======== Entries supplied ========

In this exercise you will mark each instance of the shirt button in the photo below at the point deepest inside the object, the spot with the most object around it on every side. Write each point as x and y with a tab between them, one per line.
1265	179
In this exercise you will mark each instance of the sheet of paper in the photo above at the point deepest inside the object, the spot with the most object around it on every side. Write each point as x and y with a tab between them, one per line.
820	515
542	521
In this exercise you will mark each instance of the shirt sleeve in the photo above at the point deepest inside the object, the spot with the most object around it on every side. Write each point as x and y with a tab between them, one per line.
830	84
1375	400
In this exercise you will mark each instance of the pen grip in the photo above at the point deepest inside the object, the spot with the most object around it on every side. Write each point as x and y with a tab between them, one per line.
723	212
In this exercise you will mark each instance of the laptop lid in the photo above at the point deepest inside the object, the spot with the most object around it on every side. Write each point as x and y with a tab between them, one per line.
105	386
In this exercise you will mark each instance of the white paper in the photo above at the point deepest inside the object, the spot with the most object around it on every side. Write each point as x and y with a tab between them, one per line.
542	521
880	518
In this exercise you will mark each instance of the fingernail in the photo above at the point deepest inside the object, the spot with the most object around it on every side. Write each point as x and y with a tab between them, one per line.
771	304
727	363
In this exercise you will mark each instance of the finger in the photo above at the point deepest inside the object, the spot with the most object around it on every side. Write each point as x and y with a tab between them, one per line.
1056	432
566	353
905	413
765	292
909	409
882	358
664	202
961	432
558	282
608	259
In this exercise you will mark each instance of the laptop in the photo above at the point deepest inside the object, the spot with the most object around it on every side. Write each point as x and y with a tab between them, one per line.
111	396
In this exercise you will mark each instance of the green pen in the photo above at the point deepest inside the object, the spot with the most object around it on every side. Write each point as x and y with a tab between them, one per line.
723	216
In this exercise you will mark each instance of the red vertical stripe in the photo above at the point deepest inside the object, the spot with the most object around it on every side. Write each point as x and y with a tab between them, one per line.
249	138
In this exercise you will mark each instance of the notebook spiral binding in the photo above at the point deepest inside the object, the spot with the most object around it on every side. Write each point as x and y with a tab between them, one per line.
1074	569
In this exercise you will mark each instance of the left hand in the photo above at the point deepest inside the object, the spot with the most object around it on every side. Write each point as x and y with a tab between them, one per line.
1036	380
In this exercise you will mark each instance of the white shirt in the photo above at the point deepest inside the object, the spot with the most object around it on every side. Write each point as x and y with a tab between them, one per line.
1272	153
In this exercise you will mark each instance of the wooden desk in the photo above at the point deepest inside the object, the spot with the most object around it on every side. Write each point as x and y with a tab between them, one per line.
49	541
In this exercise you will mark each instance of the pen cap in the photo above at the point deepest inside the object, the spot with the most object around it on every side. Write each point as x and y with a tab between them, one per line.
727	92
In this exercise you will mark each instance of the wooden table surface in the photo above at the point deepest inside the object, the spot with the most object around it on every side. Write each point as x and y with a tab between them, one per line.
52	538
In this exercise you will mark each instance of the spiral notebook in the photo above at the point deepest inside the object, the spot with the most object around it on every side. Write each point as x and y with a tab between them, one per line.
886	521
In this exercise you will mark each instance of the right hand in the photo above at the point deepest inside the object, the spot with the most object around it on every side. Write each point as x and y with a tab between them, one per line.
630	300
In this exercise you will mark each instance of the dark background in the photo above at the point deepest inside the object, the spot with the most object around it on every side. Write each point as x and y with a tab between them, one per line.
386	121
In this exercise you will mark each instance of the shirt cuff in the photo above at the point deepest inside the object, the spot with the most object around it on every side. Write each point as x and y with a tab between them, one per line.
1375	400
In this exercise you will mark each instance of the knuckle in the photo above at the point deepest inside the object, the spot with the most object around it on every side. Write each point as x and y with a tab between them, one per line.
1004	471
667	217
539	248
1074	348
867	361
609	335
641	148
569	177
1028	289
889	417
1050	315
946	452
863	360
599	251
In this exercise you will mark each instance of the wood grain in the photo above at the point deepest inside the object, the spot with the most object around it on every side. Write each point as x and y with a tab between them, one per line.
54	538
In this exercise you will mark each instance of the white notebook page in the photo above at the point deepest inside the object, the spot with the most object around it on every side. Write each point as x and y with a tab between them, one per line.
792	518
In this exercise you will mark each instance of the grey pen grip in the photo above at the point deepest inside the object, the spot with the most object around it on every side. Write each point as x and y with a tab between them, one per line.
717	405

========

# [Prompt]
Transcribe the entire listing above.

# [Exercise output]
In this exercise you will mark each instance of the shirt button in the photo below at the point deepest inside the object, the spot with the most object around it on every side. Write each point as x and y with a tab between them, one per line.
1265	179
In this exercise you will mark each instance of the sheet of paper in the photo above at the point deepest inside the object, the spot with the most object around it on every side. Write each point as x and y with a tab between them, one per line.
820	515
542	521
In this exercise you will mark each instance of the shirt sleeve in the photo above at the point deepest inside the object, the spot with the most object around it on every side. Write each point as x and y with a tab between them, one per line.
830	84
1375	400
In this exercise you will mark each instance of the pen grip in the photo above at the point deepest inside the object, the spot with the most object around it on every side. Write each point as x and y with a tab between them, one per line.
723	212
In this exercise you will mark each instance of the laptop lid in the photo above at the point deepest inside the object, the spot with the most object around it on every side. Write each point as x and y with a tab between them, one per line.
105	386
In this exercise you will mark each instance of the white paper in the photo above at the point deepest inside the object, the spot with the most object around it on every side. Write each point as x and y with a tab between them, one per line.
542	521
880	518
In this exercise you will mark each instance of the fingernail in the photo above at the point deepest inside the object, the spot with the most object around it on every side. Write each point as x and y with a tab between them, one per line.
771	304
727	363
In this exercise you will mark each instance of the finger in the photo above at the point deepest inside the object, the spot with the most object around it on every side. Write each point as x and y with a tab between them, one per line.
1056	432
566	353
905	413
765	292
909	409
882	358
664	202
961	432
558	282
608	259
In this exercise you will mark each instance of the laptop in the photo above at the point deepest inside the object, the spot with the most object around it on every side. Write each point as x and y with a tab between them, one per line.
111	396
In this exercise you will mark each instance of the green pen in the photo above at the point deepest inside the object, the spot with the most object around it on every side. Write each point as x and y with a tab between them, one per line.
723	216
In this exercise you will mark each instance of the red vertical stripe in the photo above at the point deepest inside the object, the spot with the most object around it on every side. Write each point as x and y with a tab between them, one per line.
249	138
In this exercise you will mark each instance of the notebook spiral binding in the photo above at the point deepest inside the object, the spot with the most object around it on every side. Write each point as x and y with a tab between them, one per line.
1074	569
In this exercise you will mark each instance of the left hand in the photo above at the point deepest inside the object, the spot with the most object around it on every side. Write each point as x and y with a tab between them, one per line.
1036	380
In this exercise you will mark each instance of the white shirt in the photo above at the point deepest inside the object, the spot with the most object around it on every side. Write each point as x and y with a tab between them, one per line.
1272	153
In this exercise you will mark each instance of the wooden desk in the photo above at the point deepest inside the object, the spot with the most object around it on every side. Write each point as x and y with a tab between them, one per line.
49	541
In this exercise you will mark each instance of the pen cap in the photo above at the point deepest inside the object, the spot with the most object around it on every side. Write each point as x and y with a tab between them, one per line.
727	92
In this exercise you will mark each instance of the wooden table surface in the photo above at the point deepest inside the object, the spot with the most object around it on every side. Write each point as x and y with a tab between them, one per line.
52	538
In this exercise you will mark each instance of the spiral notebook in the photo above at the point deepest inside the object, the spot with the most object around it on every side. Write each point as x and y with a tab between them, one per line.
886	521
In this exercise you will mark each instance of the right hand in the photo above at the point deepest inside the object, the spot with the most object around it on every side. Write each point as x and y with a tab between them, one per line.
630	300
In this exercise you will mark each instance of the dark background in the photo above at the point deepest inside the object, the spot with the most object around it on every side. Write each point as x and y with a tab between them, one per line.
386	121
In this exercise you will mark each instance of the shirt cuff in the photo above at the point deepest inside the object, the spot with the most object around it on every side. Write each point as x and y with a tab between them, one per line.
1375	400
In this exercise you will mark each instance of the knuckle in the photo above at the point deepest inside the object, the spot with the most object around it on every side. Write each point as x and y with a tab between them, one per line.
1004	471
667	217
539	248
1074	348
867	361
609	335
641	148
569	177
1028	289
889	417
1050	315
946	452
863	360
599	251
In this exercise you will mark each instance of the wood grain in the photo above at the point deepest inside the object, the spot with the most object around it on every side. Write each point as x and y with a tab between them, one per line.
54	538
In this exercise you will mark each instance of the white notebook page in the photo above at the point deepest inside the object, the spot with the most object around it on every side. Write each point as x and y with a tab between them, one per line.
792	518
In this exercise you will mark each instance of the grey pen grip in the photo above at the point deepest inside the object, the spot with the most object around it on every side. Write each point as x and y with a tab between them, one per line.
717	405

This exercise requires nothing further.